··· Kaynak

Zerreden Güneşe: İnsan-ı Mükerremin Kozmik Yolculuğu

Zerreden Güneşe: İnsan-ı Mükerremin Kozmik Yolculuğu

“Cüz’-ü lâ-yetecezza zerresinden insana, insandan şems-üş şümusa, müteselsil mahrutî silsilenin vasatındaki cevher-i ferîdi, insan-ı mükerremdir.”
Âsâr-ı Bediiye

Giriş: Mahrutî Bir Kâinat, Merkezinde İnsan

Bediüzzaman Said Nursî’nin Âsâr-ı Bediiye adlı eserinde geçen şu cümle;
“Cüz’-ü lâ-yetecezza zerresinden insana, insandan şems ü şümusa, müteselsil mahrutî silsilenin vasatındaki cevher-i ferîdi, insan-ı mükerremdir.”
– sadece edebi değil, aynı zamanda bilimsel, felsefî ve kelâmî açıdan derin bir metafizik harita sunar.

Bu ifade, kâinatın en küçük parçası olan atom altı zerreden, galaksilere kadar uzanan bir varlık zincirinin ortasında “benzersiz bir cevher” olan insanın durduğunu bildirir. Yani insan, ne sadece biyolojik bir canlıdır, ne de sadece zihinsel bir varlıktır. O, madde ve mânânın, mikrokosmos ile makrokosmosun birleşim noktasıdır.

  1. Cüz’-ü Lâ-yetecezza: Varoluşun En Küçük Basamağı

“Cüz’-ü lâ-yetecezza”, bölünemez en küçük parçayı ifade eder. Klasik kelamcılar bu kavramla maddenin en küçük birimini anlatırken, modern bilimde buna atom altı parçacıklar (kuark, lepton vs.) tekabül eder.

Ancak burada mesele sadece fiziksel küçüklük değil, başlangıç noktasıdır.
Bediüzzaman bu ifadeyle, en küçük varlık birimiyle başlayan yaratılış zincirinin; şuursuz ve tesadüfî değil, bilinçli ve düzenli bir hiyerarşiyle yükseldiğine dikkat çeker. Yani atomdan insana, insandan güneşe kadar her şey bir maksada ve nizama bağlıdır.

······
··· Verilen Bilgiler

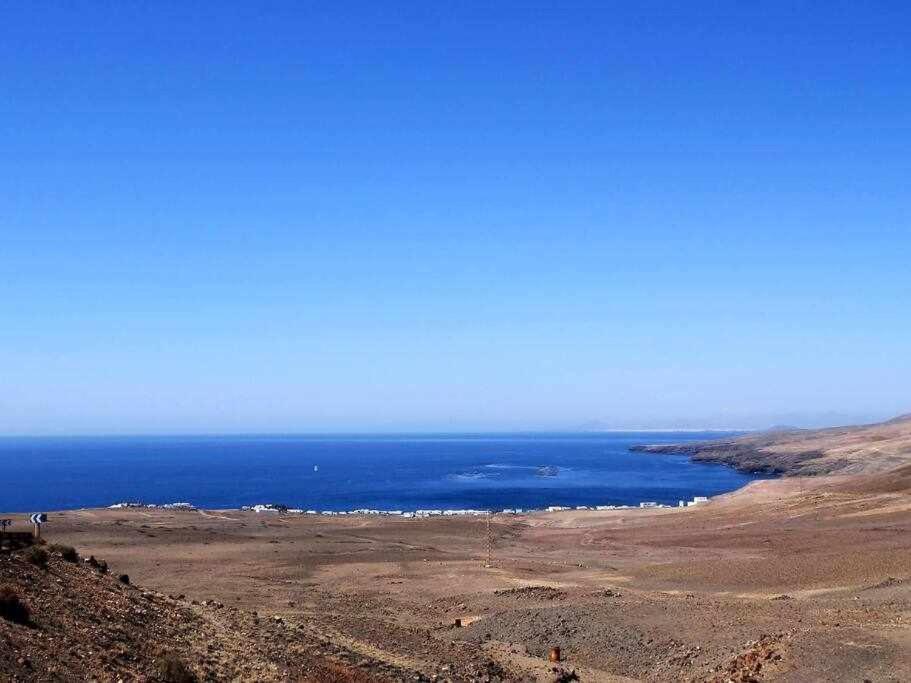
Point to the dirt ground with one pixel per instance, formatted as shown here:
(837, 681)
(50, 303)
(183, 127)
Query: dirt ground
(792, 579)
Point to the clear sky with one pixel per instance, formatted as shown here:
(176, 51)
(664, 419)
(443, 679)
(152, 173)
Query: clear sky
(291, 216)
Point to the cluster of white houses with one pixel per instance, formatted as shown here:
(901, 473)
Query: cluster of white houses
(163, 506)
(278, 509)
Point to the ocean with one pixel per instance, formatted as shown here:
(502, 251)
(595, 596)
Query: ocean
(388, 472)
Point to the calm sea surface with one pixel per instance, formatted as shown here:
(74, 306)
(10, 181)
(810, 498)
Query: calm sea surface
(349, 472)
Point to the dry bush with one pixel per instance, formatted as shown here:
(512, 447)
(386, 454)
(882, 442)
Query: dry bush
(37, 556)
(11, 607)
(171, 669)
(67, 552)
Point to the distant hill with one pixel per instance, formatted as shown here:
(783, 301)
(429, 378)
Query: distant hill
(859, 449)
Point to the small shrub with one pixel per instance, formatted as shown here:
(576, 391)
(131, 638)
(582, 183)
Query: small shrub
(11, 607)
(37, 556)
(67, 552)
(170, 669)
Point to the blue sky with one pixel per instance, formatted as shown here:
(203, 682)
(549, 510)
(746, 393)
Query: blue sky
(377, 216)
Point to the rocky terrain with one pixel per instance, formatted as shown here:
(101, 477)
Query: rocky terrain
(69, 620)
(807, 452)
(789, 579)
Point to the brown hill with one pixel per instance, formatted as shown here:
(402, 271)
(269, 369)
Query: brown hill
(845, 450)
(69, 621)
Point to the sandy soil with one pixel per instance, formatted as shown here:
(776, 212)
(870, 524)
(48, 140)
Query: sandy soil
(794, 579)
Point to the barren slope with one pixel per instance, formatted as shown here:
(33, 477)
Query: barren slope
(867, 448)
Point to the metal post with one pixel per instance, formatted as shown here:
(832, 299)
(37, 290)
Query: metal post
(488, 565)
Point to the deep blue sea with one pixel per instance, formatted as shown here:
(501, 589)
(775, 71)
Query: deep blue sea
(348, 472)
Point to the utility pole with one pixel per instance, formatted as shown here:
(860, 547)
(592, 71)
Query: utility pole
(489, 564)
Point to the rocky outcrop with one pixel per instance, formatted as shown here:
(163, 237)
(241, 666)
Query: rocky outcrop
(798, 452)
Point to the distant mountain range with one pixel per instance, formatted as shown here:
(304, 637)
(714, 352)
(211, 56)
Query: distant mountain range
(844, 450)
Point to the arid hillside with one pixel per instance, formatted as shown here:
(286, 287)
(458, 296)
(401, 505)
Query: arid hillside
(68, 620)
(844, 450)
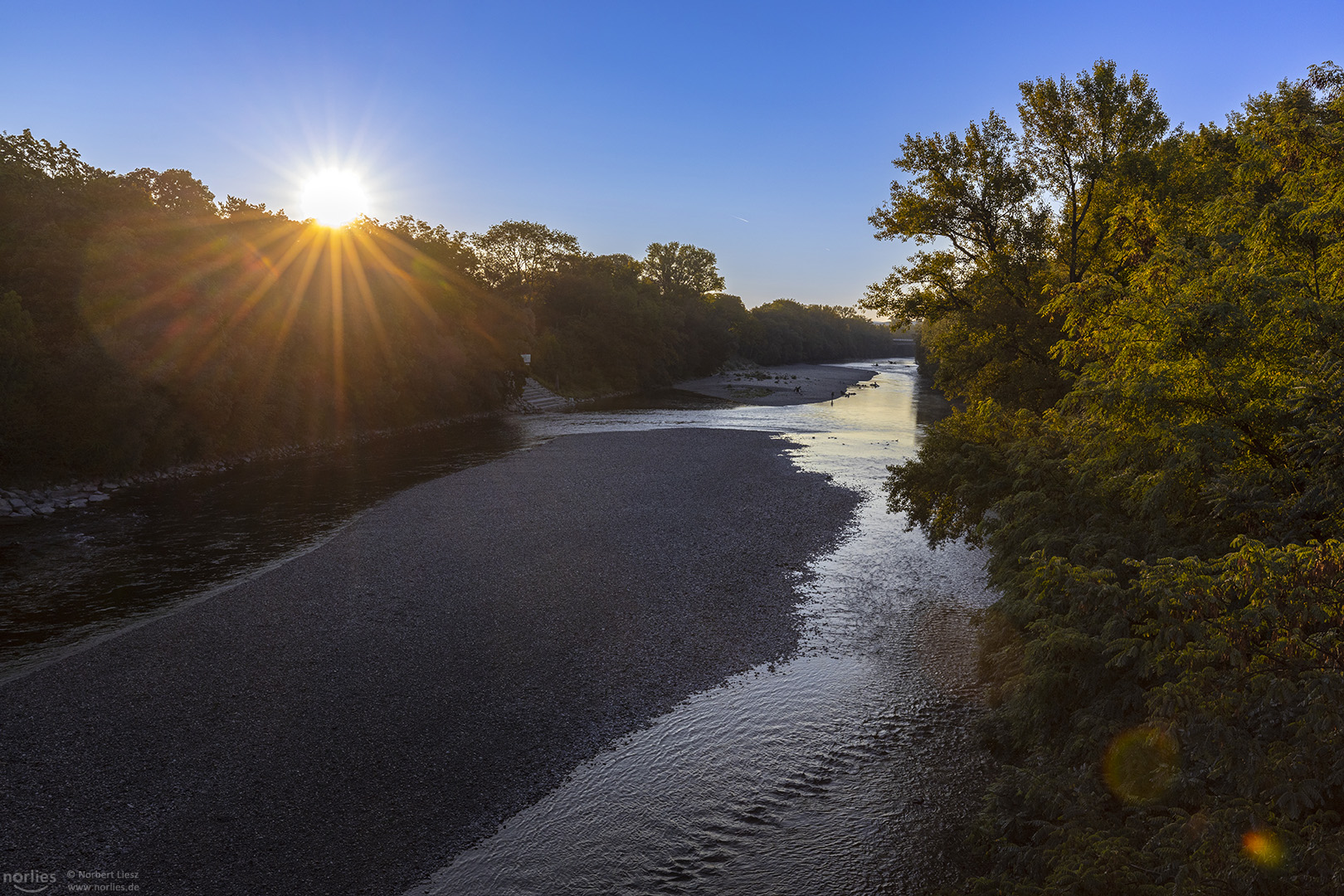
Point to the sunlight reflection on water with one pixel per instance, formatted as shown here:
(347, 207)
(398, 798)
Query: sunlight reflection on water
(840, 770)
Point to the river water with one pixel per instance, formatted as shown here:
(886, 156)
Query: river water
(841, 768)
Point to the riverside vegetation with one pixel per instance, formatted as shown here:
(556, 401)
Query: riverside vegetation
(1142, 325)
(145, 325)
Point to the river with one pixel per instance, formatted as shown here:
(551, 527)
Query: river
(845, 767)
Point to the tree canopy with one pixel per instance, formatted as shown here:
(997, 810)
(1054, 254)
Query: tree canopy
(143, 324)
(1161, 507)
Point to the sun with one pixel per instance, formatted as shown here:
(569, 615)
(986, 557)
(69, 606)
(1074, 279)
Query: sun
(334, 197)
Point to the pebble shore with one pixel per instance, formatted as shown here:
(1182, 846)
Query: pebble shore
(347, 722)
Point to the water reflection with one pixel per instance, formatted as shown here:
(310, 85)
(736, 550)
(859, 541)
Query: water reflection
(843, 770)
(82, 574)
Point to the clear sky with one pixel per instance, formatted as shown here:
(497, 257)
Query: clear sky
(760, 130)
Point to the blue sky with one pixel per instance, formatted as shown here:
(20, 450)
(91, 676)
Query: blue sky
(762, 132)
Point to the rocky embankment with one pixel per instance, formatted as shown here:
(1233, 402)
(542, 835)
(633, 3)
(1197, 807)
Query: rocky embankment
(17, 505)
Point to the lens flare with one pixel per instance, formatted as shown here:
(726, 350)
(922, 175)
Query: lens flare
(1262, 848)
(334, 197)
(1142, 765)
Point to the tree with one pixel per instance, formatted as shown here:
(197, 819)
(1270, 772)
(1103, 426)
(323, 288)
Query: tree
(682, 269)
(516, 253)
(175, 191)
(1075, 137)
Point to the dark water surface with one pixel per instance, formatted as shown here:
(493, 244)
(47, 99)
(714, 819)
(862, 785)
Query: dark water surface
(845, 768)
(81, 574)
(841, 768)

······
··· Verilen Bilgiler

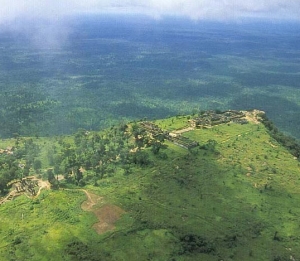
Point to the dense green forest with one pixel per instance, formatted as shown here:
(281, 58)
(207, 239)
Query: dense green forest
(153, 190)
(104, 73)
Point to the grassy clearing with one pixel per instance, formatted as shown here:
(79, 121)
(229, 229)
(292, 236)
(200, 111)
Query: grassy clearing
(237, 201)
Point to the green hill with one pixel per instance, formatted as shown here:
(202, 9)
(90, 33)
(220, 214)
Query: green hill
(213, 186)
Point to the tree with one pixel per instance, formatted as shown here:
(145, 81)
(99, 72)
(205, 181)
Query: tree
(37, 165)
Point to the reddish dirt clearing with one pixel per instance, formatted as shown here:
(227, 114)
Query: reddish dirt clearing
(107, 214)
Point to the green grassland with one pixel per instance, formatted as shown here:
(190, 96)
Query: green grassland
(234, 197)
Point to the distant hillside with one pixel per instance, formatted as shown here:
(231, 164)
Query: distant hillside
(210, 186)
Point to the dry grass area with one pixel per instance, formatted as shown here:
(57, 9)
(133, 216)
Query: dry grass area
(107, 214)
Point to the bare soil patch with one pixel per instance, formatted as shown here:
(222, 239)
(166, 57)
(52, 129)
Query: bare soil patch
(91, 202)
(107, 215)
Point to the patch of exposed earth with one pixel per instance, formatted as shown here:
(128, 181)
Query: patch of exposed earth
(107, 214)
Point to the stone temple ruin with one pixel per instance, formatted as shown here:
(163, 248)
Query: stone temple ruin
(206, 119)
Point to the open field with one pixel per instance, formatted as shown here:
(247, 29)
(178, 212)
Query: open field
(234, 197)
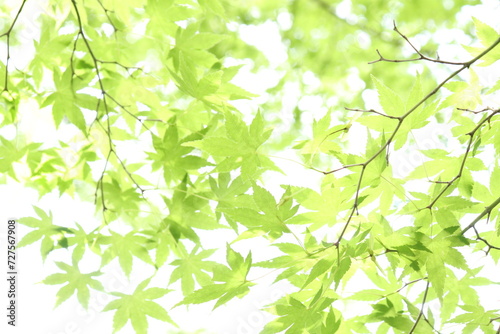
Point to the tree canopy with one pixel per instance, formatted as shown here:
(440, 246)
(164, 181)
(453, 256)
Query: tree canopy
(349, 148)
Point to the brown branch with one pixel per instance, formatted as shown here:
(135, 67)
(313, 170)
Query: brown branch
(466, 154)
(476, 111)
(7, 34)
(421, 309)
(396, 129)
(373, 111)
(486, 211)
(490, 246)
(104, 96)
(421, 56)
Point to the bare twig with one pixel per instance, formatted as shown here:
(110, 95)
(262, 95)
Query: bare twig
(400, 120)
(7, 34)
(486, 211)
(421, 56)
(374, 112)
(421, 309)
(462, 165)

······
··· Verilen Bilgiler

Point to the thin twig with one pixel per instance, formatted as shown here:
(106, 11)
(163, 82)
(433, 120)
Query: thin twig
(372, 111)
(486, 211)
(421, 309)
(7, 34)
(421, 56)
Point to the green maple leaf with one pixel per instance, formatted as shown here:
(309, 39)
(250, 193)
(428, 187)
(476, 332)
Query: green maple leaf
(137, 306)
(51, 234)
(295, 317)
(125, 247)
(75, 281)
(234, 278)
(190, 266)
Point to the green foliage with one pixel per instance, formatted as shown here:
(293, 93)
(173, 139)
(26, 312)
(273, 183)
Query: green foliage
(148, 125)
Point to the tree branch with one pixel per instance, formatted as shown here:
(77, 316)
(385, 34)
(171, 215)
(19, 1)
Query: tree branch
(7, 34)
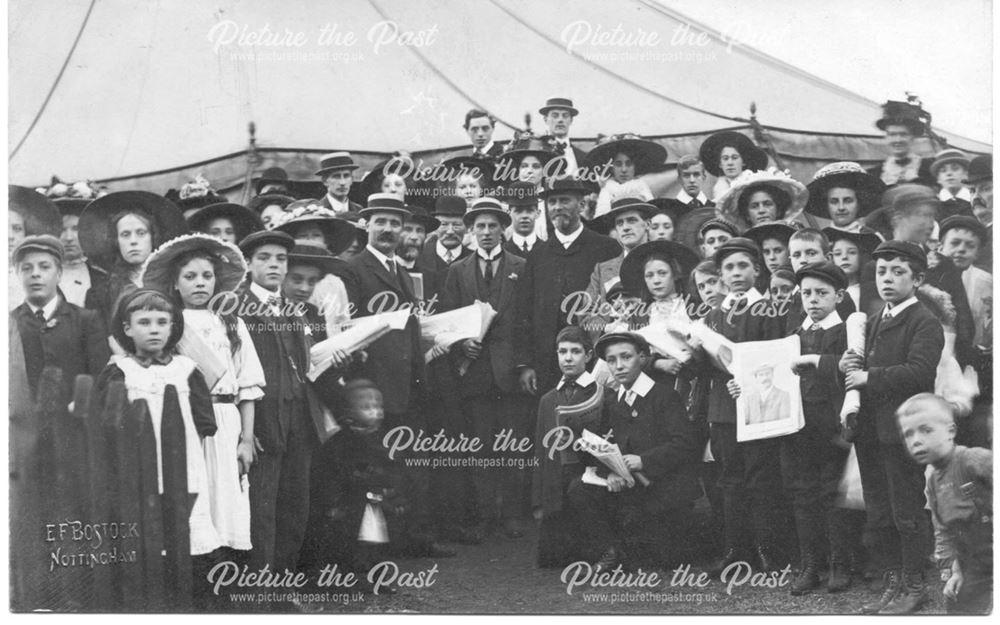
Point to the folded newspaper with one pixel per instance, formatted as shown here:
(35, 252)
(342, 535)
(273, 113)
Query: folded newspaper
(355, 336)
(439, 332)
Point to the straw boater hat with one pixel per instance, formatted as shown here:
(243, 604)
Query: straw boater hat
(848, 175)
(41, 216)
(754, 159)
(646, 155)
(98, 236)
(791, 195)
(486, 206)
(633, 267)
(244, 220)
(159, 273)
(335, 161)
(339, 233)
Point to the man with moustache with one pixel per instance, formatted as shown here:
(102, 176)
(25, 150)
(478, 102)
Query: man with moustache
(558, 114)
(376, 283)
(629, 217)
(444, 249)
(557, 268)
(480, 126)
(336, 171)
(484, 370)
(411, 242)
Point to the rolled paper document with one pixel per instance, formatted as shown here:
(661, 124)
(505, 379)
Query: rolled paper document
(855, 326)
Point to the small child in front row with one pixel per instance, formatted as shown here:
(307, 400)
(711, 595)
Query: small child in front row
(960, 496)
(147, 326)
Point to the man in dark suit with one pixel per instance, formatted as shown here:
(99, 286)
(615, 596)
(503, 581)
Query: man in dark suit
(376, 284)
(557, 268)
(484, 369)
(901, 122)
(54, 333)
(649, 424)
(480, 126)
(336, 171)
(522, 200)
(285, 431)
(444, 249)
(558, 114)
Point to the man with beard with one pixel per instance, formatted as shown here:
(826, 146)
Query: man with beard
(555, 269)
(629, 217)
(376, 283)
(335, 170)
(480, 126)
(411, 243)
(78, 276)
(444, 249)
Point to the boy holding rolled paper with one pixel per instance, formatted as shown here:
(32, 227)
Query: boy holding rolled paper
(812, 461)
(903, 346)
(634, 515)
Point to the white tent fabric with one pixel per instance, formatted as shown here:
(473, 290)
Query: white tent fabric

······

▶ _Problemin Koşulları_
Kaynak metinde "Ancak burada mesele" sözcükleriyle açılıp "ve nizama bağlıdır." sözcükleriyle kapanan bölümü, "düzenli" yerine "ahenkli" koyarak yeniden yazın. Satırlar, kaynak metinden bağımsız, ayrı bir malzemedir.

▶ _Yazılı Çözüm_
Ancak burada mesele sadece fiziksel küçüklük değil, başlangıç noktasıdır.
Bediüzzaman bu ifadeyle, en küçük varlık birimiyle başlayan yaratılış zincirinin; şuursuz ve tesadüfî değil, bilinçli ve ahenkli bir hiyerarşiyle yükseldiğine dikkat çeker. Yani atomdan insana, insandan güneşe kadar her şey bir maksada ve nizama bağlıdır.